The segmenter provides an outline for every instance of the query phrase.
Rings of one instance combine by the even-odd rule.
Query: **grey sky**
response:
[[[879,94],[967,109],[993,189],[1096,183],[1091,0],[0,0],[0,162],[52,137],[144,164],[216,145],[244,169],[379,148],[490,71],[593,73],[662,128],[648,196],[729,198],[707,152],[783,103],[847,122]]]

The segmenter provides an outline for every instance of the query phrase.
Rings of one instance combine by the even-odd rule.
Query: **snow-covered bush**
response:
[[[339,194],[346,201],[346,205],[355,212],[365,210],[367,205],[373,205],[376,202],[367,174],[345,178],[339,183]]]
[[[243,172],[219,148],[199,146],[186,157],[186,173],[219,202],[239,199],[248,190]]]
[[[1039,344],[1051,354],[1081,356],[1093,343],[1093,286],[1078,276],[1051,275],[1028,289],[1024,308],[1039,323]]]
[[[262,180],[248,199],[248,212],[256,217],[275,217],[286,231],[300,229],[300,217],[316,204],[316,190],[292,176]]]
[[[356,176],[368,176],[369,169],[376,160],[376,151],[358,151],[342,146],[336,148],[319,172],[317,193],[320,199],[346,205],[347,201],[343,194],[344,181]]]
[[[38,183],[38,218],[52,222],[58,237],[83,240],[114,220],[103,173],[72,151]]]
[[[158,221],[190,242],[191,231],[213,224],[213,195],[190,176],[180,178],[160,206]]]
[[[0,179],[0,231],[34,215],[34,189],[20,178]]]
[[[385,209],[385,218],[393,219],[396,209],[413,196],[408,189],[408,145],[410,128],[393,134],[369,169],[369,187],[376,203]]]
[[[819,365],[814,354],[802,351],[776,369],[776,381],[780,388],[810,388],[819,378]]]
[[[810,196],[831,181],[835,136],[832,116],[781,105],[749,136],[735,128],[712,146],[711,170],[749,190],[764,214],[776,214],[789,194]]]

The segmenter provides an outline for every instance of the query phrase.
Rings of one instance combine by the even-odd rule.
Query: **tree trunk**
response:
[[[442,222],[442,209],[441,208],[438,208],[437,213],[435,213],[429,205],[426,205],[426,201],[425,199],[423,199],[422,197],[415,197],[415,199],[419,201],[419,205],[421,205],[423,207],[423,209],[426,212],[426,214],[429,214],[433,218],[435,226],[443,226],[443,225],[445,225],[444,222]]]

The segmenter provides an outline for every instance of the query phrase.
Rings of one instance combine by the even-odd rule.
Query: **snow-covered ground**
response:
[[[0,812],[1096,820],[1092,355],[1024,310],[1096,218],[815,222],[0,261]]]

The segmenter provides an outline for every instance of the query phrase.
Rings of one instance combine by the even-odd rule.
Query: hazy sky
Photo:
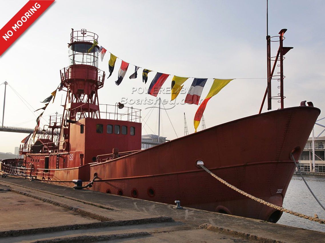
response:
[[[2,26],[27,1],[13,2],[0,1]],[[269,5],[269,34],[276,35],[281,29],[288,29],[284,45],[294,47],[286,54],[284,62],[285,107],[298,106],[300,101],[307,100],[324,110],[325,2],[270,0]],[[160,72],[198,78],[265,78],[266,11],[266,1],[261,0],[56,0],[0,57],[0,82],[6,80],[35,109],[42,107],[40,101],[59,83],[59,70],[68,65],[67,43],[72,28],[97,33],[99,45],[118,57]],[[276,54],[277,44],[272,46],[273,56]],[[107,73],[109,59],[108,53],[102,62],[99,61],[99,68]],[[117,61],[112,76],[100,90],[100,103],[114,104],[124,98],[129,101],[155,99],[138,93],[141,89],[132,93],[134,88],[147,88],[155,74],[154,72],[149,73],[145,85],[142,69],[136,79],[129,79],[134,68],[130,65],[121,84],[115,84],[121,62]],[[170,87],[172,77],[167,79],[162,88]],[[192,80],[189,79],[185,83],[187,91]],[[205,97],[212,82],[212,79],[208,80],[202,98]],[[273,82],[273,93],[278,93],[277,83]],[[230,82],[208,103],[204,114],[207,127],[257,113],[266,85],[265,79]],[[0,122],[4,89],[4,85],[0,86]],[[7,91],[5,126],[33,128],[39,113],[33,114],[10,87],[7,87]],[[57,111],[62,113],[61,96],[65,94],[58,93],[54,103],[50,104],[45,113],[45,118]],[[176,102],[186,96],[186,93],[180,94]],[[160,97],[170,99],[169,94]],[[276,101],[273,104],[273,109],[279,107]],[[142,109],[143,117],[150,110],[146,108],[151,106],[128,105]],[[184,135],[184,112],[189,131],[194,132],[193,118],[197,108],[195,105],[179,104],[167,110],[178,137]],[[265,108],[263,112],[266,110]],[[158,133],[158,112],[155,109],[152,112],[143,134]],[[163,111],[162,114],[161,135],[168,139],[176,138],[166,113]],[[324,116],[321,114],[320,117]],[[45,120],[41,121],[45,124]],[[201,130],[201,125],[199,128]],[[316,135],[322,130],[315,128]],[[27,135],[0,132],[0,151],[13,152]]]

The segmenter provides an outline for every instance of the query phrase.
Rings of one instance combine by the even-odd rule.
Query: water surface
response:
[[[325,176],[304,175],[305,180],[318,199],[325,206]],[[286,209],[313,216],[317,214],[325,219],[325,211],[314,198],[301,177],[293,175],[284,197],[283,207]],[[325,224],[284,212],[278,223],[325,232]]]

------------------------------------------------

▶ _TASK OBJECTIVE_
Find every line in the records above that contains the string "covered" and copy each one in full. Matching is case-sensitive.

▶ _SOLUTION TO THE PROBLEM_
Query: **snow-covered bush**
Query: **snow-covered ground**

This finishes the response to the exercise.